## START Text

Journalist and writer Alan Ross once said: “In other sports, people have no time to think; a cricket match is a storehouse of thought, of thought occasioned by the game itself, by the beauty, wit, or intelligence of one’s companion, or simply a private unravelling of problems, personal, political, moral.”

Cricket now has no time to think and the speed at which it travels is dizzying and causes nausea. I don’t complain much as there are other benefits. One of them is that my wife is very happy as she knows that I have all the time to be with the family at the expense of a Twenty20 game or even a 50-over one. A good Test match makes me immobile and captive; a prisoner to the inherent beauty of its form. It needs a good sporting surface and then there can be five days of endless possibilities that sometimes produce something beautiful and almost magical.

That is not how everybody likes it and the fuss is all about what is popular and marketable. Enter the Board of Control for Cricket in India. And they are not going to listen to my old-fashioned mother; who, by the way, is on my side and knows the difference between a brutal 20-over assault and the subtle morning session of the opening Test of an overseas tour. It is quite natural to presume that the governing body of cricket in this country—and for good or bad, the financial powerhouse of the game in the world—would also know the difference. On the evidence of it I am not too sure whether they know the difference. And if they do; then what the board finds alluring is different from what this post finds alluring.

About four years ago, I was lucky to be at a training programme where I met an accomplished financial journalist and training editor who was brilliant in explaining all kinds of economic activities by breaking them down to simple basics that he had already hammered in for the participating group on the opening day of the week-long programme. We worked around a lot of charts and market graphs and he then came to the volatility of the market and showed how the financial markets have historically followed a pattern. Look at the fundamentals and if they don’t support the highs of the market then smart money is soon going to swallow stupid money. When the dotcom graph was going up, one just had to walk in dressed and spell a domain name and the venture caps were ready with the money—it may not have been that bad but it surely wasn’t as good as they told us. The sign to look out for a dangerous situation is that when the last person you associate with ‘investing in the IT stocks’—for example, your neighbourhood taxi-driver; with due respect to him —starts talking about precisely that then it is high time that you exit the market. Someone is playing it up. And if that someone is you and your gang then enjoy the spoils; otherwise better save whatever little you have before the burglary happens.

That playing it up is what the IPL is all about. And Preity Zinta—regardless of my bias in liking her as one of the few achievers from my hometown state of Himachal Pradesh—Shilpy Shetty and Shah Rukh Khan and some others expounding on the game are the equivalent of the ‘neighbourhood taxi-driver’ talking of the dotcom revolution with the big difference being my due respect to the imagined taxi-driver. Six gorgeous sixes in an over to a frontline fast bowler places Yuvraj in the company of the great Sir Garfield Sobers; but being a cricketer Yuvraj knows it too well that he still has to make his bones and he knows that they will not be made in front of cheerleaders.

## END Text

→ **Requirements**
A - Please select every row that contains the word "white" and copy those rows, treating uppercase and lowercase as different.
B - Extend the cricket essay, picking up right after its final sentence.
The cricket essay and the rows are separate, unrelated material.

## START Extracted records

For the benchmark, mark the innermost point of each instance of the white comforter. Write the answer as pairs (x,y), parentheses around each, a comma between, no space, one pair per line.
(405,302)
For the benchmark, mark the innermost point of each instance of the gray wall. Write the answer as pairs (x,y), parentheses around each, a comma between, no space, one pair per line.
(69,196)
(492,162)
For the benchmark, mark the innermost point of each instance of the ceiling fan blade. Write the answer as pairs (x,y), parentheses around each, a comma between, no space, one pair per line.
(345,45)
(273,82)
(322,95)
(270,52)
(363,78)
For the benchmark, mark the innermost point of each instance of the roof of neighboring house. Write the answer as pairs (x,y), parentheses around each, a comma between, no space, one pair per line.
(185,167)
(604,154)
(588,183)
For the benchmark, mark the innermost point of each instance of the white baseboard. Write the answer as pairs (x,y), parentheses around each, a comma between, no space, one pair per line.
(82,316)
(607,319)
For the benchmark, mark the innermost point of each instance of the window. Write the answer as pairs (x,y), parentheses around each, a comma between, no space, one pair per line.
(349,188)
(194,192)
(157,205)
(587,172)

## END Extracted records

→ **The replies**
A -
For the benchmark, mark the innermost point of each instance of the white comforter. Write the answer as pairs (x,y), parentheses around each, a comma between, no space, one pair per line.
For the benchmark, mark the innermost point of each instance of the white baseboard. Write the answer as pairs (x,y), parentheses around each, a comma between, no space, one pair per line.

B -
The team owners are the stars and they have an audience, but it is largely a time-killing soap opera audience; an audience that is the enemy of the cricket lover in the same manner as a ‘harlot is the enemy of a decent woman’. This is not an audience that would be reading Harold Larwood’s biography by Duncan Hamilton, or A Corner of a Foreign Field by Ramachandra Guha, or the brilliant biography of Australian spinner Jack Iverson by Gideon Haigh. This audience would not be interested in Boria Majumdar’s Once Upon A Furore nor Harsha Bhogle’s Out of the Box; and this audience would not be visiting the website Cricinfo fifty times in a day. And it gets me worried and makes me sad that it could be this audience that decides the future of the game.

The BCCI is a master of all conditions and unlike the great Sir Donald Bradman it has even mastered playing on “one of those ‘sticky dogs’ of old, when the ball is hissing and cavorting under a hot sun following heavy rain.” On a few occasions when the BCCI has found that it is at odds with the government it has clarified that it is a private and independent body that functions like an enterprise. So it is not answerable to the government. In fact all the parties here, the government, the BCCI, the IPL administration and the franchise-owners, distance themselves from each other as and when the need for it arises.

I am not too sure about the other boards but something that Shane Warne said a few years ago tells me that there are no exceptions. It had something to do with Mark Waugh having voiced a ‘harsh opinion’ about Warnie on air. Warne gave a polite mouthful saying that he understands that his mate Mark Waugh has retired and he’s somehow got to make a buck. Simple horse sense. And something that Gideon Haigh wrote confirmed my own hunch that there is no board that is not willing to prostitute itself. “While the West Indies seemed to tour every other summer, Australians were denied a Sachin Tendulkar Test innings for almost eight years. The reason? India were not perceived as sufficiently bankable—and this is worth remembering lest it be imagined that the BCCI somehow introduced the evils of money to a cricket world of prelapsarian innocence.”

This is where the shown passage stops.